[Dataset records about object locations]

>>>

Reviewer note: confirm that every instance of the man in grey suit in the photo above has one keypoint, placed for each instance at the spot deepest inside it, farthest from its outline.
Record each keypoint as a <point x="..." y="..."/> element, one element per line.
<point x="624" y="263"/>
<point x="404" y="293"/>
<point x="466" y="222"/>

<<<

● **Goal**: Please convert the data above into a Markdown table with two columns, Row and Line, giving each non-blank line its own numbered row.

● **Response**:
| Row | Line |
|---|---|
| 1 | Reviewer note: confirm that every instance of the man in grey suit in the photo above has one keypoint, placed for each instance at the spot deepest inside it, farthest from its outline. |
| 2 | Record each keypoint as a <point x="..." y="..."/> element, one element per line. |
| 3 | <point x="624" y="263"/> |
| 4 | <point x="404" y="293"/> |
| 5 | <point x="466" y="222"/> |